# WRITTEN TASKS
1. Please decide whether each statement agrees with the Astro blog post below, answering yes or no and quoting the words that decide it: (a) The author wrote blog posts on dev.to before building a personal blog platform. (b) The author found Markdown/MDX support easy to set up in Remix and Next.js. (c) Getting a new Astro project running takes several hours.
2. Extend the blog post about building a blog platform with Astro, MDX and Vercel, picking up right after its final sentence.

-------- TEXT

Posted on • Updated on • Originally published at thomasledoux.be

Creating a blog platform with Astro, MDX and Vercel

TLDR

Source code can be found here
Website can be found here

Why?

Ever since I started blogging, I wanted to do this on my personal website thomasledoux.be.
Since it seemed rather difficult to set up Markdown/MDX support in Remix & Next.js (the 2 frameworks I use for my website before), I chose to write my blogs at dev.to instead.
This worked really well for a while, but now I want to have more control over my blog's layout, analytics and to have MDX support.
So I started building my own blog platform, and chose to do this with Astro!

How?

Setting up Astro

Setting up Astro is very easy.
You can just run npm create astro@latest in your terminal, follow the steps, and you'll have your project up and running in seconds.
Once your Astro project's set up, the next thing we'll do is adding MDX support.

----------------
-------- STORED ROWS

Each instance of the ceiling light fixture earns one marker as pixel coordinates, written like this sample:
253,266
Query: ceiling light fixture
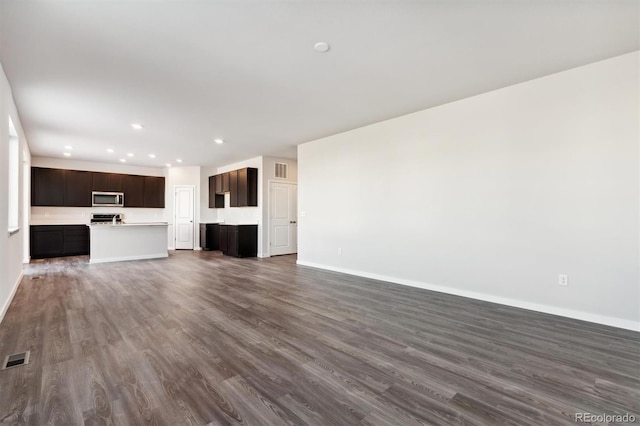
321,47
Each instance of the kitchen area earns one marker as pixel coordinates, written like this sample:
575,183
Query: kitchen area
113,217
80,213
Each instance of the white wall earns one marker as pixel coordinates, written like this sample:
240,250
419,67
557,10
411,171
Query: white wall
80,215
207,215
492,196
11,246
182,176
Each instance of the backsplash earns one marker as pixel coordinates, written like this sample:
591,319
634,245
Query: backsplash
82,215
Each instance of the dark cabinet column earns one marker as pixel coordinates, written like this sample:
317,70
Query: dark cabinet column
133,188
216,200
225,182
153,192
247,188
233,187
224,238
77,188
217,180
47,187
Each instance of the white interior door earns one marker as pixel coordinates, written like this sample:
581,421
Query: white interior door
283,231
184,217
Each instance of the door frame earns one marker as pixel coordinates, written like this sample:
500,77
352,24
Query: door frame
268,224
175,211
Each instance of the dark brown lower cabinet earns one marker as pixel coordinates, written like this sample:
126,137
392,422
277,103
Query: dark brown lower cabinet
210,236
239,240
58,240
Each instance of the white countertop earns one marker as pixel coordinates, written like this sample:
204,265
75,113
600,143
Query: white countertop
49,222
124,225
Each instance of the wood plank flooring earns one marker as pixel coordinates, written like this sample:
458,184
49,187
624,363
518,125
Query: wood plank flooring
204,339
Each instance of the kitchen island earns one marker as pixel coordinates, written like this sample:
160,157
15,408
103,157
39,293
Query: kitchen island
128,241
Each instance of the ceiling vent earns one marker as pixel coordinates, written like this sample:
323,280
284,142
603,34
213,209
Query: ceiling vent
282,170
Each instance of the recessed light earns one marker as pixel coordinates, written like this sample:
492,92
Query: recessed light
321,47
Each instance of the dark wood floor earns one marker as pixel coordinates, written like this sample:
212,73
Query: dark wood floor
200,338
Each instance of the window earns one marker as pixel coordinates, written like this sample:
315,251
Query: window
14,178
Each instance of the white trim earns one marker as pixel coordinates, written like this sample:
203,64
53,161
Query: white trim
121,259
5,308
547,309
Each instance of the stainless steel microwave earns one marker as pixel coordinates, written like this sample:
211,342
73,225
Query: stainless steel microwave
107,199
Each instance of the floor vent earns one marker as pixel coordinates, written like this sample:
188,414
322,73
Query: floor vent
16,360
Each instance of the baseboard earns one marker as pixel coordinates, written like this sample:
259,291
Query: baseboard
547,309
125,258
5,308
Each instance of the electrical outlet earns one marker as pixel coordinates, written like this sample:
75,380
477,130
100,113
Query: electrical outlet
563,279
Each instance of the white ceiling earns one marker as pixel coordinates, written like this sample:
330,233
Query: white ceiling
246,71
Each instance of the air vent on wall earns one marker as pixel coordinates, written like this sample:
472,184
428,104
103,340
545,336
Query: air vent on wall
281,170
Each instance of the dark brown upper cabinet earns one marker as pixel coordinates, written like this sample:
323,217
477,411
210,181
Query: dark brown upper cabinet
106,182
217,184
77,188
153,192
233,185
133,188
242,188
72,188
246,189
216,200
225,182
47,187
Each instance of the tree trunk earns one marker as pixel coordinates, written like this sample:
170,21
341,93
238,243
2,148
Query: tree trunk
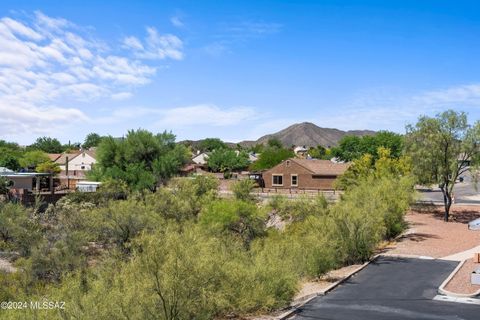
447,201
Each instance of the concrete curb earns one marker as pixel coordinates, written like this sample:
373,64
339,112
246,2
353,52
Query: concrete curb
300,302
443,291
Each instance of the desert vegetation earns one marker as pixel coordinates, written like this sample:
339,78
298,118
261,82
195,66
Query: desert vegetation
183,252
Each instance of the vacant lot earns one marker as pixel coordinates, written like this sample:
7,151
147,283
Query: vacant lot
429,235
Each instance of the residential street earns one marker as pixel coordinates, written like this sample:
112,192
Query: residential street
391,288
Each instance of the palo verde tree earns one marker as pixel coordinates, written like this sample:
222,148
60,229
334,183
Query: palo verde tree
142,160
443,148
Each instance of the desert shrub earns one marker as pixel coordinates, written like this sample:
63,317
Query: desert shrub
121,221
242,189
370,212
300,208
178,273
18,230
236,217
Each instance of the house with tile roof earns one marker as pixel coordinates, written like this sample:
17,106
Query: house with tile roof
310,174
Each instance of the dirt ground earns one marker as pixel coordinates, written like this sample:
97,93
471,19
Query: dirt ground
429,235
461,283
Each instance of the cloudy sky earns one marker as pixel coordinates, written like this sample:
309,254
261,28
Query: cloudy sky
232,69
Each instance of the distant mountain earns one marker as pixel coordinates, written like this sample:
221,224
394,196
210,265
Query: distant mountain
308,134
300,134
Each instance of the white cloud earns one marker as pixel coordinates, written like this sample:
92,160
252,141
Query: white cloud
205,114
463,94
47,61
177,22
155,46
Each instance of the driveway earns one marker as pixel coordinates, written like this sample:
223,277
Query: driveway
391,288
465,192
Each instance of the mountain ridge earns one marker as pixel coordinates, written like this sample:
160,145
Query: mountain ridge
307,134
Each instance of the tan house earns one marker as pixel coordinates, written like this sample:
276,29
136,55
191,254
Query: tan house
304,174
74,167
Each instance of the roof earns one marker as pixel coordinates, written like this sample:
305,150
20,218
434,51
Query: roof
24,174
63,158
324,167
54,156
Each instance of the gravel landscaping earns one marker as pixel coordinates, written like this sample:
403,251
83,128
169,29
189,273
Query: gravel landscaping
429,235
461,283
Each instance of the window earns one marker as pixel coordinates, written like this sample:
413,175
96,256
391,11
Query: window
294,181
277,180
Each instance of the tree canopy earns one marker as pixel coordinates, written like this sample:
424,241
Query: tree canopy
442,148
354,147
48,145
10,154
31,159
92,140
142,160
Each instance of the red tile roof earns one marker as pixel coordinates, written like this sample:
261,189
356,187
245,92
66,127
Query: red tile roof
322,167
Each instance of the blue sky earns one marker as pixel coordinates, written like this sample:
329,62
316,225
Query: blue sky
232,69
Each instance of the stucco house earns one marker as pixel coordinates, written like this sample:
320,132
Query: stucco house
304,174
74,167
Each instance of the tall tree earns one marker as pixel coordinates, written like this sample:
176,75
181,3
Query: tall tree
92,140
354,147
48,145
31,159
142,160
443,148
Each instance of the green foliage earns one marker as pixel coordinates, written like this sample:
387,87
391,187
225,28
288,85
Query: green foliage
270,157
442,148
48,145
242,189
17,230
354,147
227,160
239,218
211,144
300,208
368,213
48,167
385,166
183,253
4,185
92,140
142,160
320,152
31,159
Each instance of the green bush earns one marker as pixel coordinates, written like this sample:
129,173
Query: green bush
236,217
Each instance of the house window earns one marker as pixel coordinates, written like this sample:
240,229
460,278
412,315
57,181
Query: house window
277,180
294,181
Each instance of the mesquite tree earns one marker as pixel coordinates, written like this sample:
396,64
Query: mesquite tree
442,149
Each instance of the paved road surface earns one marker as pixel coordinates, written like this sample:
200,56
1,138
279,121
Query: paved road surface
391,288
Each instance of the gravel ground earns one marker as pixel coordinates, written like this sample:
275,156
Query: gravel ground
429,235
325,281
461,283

----------------

# EXERCISE RESULTS
1.
(a) Yes: "I chose to write my blogs at dev.to instead."
(b) No: "it seemed rather difficult to set up Markdown/MDX support in Remix & Next.js"
(c) No: "you'll have your project up and running in seconds."

2.
You can add MDX support through an Integration in Astro.
This is as easy as running npx astro add mdx in your terminal.

Creating MDX blogs

Once the MDX integration is installed, you can start using MDX components and pages in your application.
You can get started by adding a folder /blog in the /src/pages folder.
Inside this folder you then create your .mdx files, for example best-features-nextjs-conf-2021.mdx.
At the top of your MDX files, you can add frontmatter properties.
You can set up a layout, which will make your blog's content get rendered inside of the given layout.
Inside the frontmatter properties you can also add custom properties, like title, date, tags, ...
This will look like:

---
title: "'The 3 best features announced at Next.js Conf 2021';"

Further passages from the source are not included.